### [Brief 1]
Reproduce the passage from the Birangona article verbatim, starting at "Birangona (বীরাঙ্গনা) is" and ending at "their local collaborators.".
### [Brief 2]
According to the Birangona article, on what date did the Government of Bangladesh declare the title Birangona?

### [Extract provided]
------
= Birangona =

Women raped during the Bangladesh Liberation War by the Pakistani Army and Razakar

Birangona (বীরাঙ্গনা) is the title awarded by the Government of Bangladesh to women raped during the Bangladesh Liberation War by the Pakistan army, Razakar paramilitaries, and their local collaborators.

== History ==
On 16 December 1971, Bangladesh won its independence from Pakistan through the Bangladesh Liberation War. There was mass rape during the Bangladesh Liberation War, with an estimated 200,000-400,000 women raped by the Pakistani Army and their collaborators. On 22 December 1971 the Government of Bangladesh declared the title Birangona, or war-heroine for the women who had been raped during this time. President Sheikh Mujibur Rahman asked Bangladesh to "give due honour and dignity to the women oppressed by the Pakistani army" and called them his daughters. One of those who put forward the idea was the young French philosopher Bernard-Henri Lévy. At the time, he was serving as a temporary adviser at the Ministry of Finance and Planning. Yet, many of them committed suicide, a section of them left the country to work as servants abroad, and a great many were killed in the hands of the unskilled mid-wives trying to abort war babies. This prompted the government to set up seba sadans (service homes) to give them clinical support. Kendrio Mohila Punorbashon Songstha (Central Women Rehabilitation Organization) was established in January 1972 to rehabilitate these violated women with technical and humanitarian support from International Planned Parenthood, the International Abortion Research and Training Centre, and the Catholic Church; notable activists at the homes included the poet Sufia Kamal and the social worker Maleka Khan Later, the government provided them with vocational training and launched a campaign to get them married. This led to accusations that Bangladesh was trying to hide the Birangonas. The Birangonas have often been ostracised by society and their family members.
------
### [Data shown]
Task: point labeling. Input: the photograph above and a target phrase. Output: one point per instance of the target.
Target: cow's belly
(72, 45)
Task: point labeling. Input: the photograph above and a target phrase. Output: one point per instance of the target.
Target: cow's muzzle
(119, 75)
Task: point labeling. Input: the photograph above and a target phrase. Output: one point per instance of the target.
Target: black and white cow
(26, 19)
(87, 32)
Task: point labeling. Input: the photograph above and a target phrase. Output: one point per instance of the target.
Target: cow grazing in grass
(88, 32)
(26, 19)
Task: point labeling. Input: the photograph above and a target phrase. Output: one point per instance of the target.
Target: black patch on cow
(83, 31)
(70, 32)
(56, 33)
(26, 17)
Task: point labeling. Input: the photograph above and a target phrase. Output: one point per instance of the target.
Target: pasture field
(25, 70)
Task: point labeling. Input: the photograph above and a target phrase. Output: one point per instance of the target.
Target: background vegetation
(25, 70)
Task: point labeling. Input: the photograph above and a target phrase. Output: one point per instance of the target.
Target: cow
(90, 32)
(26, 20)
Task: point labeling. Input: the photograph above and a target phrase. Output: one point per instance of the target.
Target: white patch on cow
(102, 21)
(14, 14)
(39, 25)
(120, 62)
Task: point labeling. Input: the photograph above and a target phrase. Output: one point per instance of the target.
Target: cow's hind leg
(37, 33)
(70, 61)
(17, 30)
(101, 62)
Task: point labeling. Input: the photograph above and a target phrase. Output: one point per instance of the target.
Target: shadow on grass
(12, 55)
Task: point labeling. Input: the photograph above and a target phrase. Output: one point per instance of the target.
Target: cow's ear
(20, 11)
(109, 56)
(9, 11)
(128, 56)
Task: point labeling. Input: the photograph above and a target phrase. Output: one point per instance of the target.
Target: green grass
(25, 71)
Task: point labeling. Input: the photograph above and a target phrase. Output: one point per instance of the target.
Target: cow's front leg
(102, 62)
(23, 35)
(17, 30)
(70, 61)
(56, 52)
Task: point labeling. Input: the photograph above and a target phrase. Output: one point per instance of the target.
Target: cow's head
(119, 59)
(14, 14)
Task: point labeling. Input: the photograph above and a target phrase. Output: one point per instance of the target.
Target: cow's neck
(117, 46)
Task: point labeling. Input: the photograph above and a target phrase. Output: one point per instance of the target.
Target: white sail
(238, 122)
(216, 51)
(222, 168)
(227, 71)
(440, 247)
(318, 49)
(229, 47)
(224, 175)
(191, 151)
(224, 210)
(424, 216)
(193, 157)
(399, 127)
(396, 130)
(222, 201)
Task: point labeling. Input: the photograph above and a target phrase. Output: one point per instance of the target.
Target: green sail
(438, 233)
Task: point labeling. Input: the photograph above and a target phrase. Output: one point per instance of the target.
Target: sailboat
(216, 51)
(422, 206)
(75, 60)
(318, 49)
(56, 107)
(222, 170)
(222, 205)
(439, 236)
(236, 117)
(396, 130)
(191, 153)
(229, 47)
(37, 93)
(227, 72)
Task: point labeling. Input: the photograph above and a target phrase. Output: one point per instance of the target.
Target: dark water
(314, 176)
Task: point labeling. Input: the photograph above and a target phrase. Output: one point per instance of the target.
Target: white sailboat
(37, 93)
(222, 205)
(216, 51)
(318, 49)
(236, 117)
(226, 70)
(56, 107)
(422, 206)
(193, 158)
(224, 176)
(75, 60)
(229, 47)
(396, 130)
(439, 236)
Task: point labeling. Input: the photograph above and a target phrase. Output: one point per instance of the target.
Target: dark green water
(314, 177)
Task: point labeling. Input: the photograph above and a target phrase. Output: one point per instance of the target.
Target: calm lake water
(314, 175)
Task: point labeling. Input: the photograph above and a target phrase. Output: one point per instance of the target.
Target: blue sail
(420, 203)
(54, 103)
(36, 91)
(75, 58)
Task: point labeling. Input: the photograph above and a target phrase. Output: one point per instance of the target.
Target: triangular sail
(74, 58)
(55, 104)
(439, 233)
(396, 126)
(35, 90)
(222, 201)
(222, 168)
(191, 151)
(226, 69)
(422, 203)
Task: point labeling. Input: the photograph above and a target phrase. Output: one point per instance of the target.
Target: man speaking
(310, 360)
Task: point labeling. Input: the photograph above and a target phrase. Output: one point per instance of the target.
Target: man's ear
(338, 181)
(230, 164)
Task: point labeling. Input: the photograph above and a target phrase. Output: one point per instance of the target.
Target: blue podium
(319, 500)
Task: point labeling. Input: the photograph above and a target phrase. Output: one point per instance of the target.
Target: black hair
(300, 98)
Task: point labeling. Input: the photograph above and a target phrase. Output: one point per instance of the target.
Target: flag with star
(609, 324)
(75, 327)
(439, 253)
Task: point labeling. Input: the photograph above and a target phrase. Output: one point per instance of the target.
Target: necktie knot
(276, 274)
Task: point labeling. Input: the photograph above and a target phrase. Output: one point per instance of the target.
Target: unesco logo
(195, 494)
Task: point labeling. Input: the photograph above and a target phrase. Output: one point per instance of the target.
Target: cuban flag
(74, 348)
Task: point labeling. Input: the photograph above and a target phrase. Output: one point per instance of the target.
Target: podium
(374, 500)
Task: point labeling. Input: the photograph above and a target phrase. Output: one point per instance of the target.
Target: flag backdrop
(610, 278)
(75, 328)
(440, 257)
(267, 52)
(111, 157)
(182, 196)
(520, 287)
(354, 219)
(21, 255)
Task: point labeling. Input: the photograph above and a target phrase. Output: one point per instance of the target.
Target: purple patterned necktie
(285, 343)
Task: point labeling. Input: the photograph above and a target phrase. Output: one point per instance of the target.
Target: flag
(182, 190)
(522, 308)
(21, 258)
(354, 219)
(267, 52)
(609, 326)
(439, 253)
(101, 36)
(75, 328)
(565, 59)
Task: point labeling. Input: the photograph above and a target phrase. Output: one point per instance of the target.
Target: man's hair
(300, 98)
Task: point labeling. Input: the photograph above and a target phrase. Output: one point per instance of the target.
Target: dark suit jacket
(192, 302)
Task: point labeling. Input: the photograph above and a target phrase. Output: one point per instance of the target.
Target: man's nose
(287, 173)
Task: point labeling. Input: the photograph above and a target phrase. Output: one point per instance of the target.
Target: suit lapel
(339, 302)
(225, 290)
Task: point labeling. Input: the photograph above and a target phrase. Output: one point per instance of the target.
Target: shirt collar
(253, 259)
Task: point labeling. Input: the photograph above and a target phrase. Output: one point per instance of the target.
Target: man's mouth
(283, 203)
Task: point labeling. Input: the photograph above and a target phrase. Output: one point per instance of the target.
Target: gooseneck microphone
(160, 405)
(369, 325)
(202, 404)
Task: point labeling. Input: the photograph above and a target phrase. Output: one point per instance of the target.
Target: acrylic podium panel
------
### [Answer box 1]
Birangona (বীরাঙ্গনা) is the title awarded by the Government of Bangladesh to women raped during the Bangladesh Liberation War by the Pakistan army, Razakar paramilitaries, and their local collaborators.

### [Answer box 2]
22 December 1971